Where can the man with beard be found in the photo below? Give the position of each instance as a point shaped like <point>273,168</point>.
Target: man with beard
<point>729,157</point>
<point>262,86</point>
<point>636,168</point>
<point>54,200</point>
•••••
• _Set exercise_:
Rewrite all the rows above as a numbered list, dropping any blank lines.

• _Written answer_:
1. Where can the man with beard be found in the photo below? Give the position of each instance as a point shaped like <point>273,168</point>.
2. Target: man with beard
3. <point>729,157</point>
4. <point>262,86</point>
5. <point>636,168</point>
6. <point>54,200</point>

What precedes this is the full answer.